● Dokumen Sumber:
· · · · ·
3.       Bahasa sinetron kita

·                  Sinetron adalah program di televisi Indonesia yang paling banyak mendapat perhatian dari pemirsa namun banyak yang menyayangkan segi bahasanya, terutama dalam dialog atau percakapan.
ü        Apakah bahasa sinetron harus memakai bahasa khusus?
ü        Bagaimana kalau bahasa dalam sinetron bersifat formal?
ü        Bagaimana pula jika sinetron Indonesia lebih banyak memakai “bahasa gaul” atau “bahasa Jakarta”?
ü        Adakah “bahasa sinetron” memang mencerminkan bahasa keseharian di Indonesia?
ü        Adakah pengaruh negatif, atau juga positif, dari “bahasa sinetron” bagi perkembangan Bahasa Indonesia di masa datang?
ü        Haruskah “bahasa sinetron” diseragamkan?
ü        Sudah cukup kreatifkah dialog dalam “bahasa sinetron” kita?

II Kelompok B

1          Permasalahan singkatan dan akronim dalam Bahasa Indonesia

·      Singkatan berbeda dengan akronim. Jika singkatan adalah penyingkatan sejumlah frase yang diambil huruf pertamanya saja dan tidak dapat dibaca sebagai sebuah kata, maka akronim dapat berupa penyingkatan yang diambil hanya dari huruf pertama maupun juga dari gabungan huruf dan suku kata serta dapat dibaca sebagai sebuah kata. Contoh singkatan adalah “TNI” sedangkan akronim adalah “Akabri”.
· · · · ·
● Data Mentah:
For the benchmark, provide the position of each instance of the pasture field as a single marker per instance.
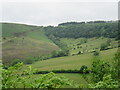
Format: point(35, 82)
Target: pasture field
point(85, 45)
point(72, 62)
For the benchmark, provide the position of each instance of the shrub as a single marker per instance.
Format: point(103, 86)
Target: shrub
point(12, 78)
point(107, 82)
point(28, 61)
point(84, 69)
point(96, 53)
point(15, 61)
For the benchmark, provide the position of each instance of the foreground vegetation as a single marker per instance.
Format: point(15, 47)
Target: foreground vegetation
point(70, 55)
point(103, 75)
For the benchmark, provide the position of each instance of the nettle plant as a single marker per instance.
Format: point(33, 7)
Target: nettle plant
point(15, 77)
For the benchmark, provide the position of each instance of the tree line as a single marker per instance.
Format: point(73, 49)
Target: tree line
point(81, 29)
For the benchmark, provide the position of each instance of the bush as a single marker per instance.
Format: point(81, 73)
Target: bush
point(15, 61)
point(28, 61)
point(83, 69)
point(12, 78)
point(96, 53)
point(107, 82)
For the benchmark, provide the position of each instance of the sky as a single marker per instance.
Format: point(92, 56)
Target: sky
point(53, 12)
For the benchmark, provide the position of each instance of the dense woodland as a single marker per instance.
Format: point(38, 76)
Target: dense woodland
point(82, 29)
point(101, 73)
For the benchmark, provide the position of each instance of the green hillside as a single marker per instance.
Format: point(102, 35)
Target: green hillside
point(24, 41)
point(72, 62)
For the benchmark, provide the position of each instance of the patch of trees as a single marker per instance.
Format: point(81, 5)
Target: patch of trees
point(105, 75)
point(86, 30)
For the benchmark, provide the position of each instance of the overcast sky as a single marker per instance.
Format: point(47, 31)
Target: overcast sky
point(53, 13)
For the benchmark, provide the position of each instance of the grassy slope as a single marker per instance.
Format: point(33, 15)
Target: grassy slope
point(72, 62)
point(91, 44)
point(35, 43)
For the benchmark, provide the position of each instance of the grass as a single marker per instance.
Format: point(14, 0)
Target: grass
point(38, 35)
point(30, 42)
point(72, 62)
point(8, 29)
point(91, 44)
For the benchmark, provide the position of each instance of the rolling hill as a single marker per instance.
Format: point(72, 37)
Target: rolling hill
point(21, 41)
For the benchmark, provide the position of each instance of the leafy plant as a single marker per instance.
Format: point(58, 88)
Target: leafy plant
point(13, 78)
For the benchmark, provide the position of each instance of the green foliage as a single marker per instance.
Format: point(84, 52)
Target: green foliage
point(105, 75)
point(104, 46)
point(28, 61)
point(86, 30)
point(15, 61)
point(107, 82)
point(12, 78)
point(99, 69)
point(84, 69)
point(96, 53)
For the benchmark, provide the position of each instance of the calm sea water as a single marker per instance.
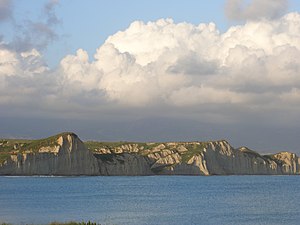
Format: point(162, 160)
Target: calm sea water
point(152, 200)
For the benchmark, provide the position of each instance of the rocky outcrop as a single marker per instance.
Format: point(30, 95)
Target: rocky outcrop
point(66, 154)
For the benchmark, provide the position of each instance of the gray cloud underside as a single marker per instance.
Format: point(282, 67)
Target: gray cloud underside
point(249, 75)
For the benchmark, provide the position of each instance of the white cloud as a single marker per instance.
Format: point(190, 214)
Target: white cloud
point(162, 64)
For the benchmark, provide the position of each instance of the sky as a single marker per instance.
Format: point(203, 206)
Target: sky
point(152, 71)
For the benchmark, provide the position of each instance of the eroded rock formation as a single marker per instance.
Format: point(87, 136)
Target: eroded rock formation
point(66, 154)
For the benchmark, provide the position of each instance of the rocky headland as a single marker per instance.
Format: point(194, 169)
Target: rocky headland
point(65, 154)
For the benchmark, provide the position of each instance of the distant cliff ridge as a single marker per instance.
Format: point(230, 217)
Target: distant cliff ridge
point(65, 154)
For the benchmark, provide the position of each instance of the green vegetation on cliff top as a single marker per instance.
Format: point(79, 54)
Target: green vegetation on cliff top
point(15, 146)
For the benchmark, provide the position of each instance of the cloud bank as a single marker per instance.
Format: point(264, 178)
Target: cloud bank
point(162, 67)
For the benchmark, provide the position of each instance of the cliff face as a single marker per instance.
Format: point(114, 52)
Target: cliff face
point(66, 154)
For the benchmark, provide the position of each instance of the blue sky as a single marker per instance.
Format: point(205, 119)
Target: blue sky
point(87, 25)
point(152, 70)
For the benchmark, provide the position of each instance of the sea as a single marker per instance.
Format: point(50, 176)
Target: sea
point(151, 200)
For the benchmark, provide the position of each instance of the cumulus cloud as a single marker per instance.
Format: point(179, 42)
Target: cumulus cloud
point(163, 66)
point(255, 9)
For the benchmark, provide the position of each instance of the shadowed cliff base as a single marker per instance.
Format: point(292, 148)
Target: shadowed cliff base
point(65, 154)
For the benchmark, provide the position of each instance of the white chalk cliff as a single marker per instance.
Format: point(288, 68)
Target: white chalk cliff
· · · · ·
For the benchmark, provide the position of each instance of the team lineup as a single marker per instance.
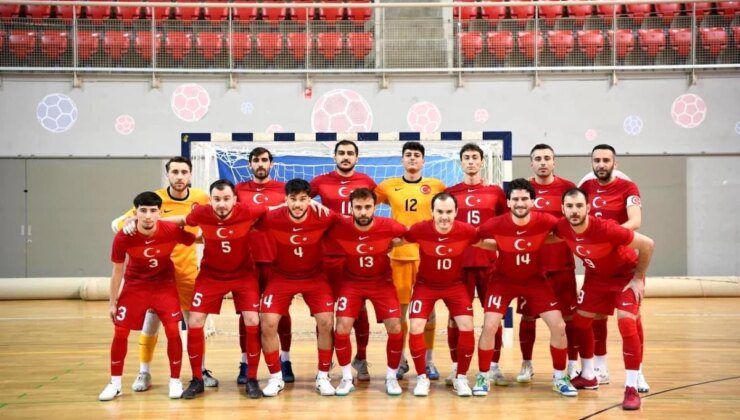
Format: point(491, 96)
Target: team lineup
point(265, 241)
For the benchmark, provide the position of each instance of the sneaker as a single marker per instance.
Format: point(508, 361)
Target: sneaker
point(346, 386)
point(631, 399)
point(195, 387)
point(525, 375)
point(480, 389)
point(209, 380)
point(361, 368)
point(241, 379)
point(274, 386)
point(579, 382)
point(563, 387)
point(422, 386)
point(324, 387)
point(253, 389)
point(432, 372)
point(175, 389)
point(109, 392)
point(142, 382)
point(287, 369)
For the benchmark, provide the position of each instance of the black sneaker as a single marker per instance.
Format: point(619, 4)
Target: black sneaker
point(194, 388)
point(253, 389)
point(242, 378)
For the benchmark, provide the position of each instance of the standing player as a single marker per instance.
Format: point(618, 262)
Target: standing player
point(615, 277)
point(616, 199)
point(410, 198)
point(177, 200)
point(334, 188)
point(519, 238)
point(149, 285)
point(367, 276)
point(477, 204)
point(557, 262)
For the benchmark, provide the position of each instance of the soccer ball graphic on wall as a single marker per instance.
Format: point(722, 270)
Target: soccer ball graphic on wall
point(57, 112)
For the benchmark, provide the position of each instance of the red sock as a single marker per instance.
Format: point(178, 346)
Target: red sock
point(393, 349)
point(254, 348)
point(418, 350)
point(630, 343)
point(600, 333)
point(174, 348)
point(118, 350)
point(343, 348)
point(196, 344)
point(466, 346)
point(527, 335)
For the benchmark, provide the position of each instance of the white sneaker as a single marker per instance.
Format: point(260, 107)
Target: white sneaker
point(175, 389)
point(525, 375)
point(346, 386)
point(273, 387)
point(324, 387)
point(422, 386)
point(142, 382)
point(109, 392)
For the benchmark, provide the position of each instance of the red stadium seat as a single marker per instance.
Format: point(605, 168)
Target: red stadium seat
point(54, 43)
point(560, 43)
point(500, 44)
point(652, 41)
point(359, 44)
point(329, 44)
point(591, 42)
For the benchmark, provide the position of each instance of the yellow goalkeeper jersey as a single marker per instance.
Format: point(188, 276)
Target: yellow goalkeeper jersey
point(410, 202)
· · · · ·
● Soal Latihan A: Salin dengan tepat bagian dokumen sumber yang dimulai pada kata-kata "3.       Bahasa sinetron" dan berhenti setelah kata-kata "keseharian di Indonesia?".
● Soal Latihan B: Menurut dokumen sumber, apa contoh akronim yang disebutkan?
Daftar tersebut merupakan bahan tersendiri yang terpisah dari dokumen sumber.

● Jawaban A:
3.       Bahasa sinetron kita

·                  Sinetron adalah program di televisi Indonesia yang paling banyak mendapat perhatian dari pemirsa namun banyak yang menyayangkan segi bahasanya, terutama dalam dialog atau percakapan.
ü        Apakah bahasa sinetron harus memakai bahasa khusus?
ü        Bagaimana kalau bahasa dalam sinetron bersifat formal?
ü        Bagaimana pula jika sinetron Indonesia lebih banyak memakai “bahasa gaul” atau “bahasa Jakarta”?
ü        Adakah “bahasa sinetron” memang mencerminkan bahasa keseharian di Indonesia?

● Jawaban B: Contoh akronim yang disebutkan adalah “Akabri”.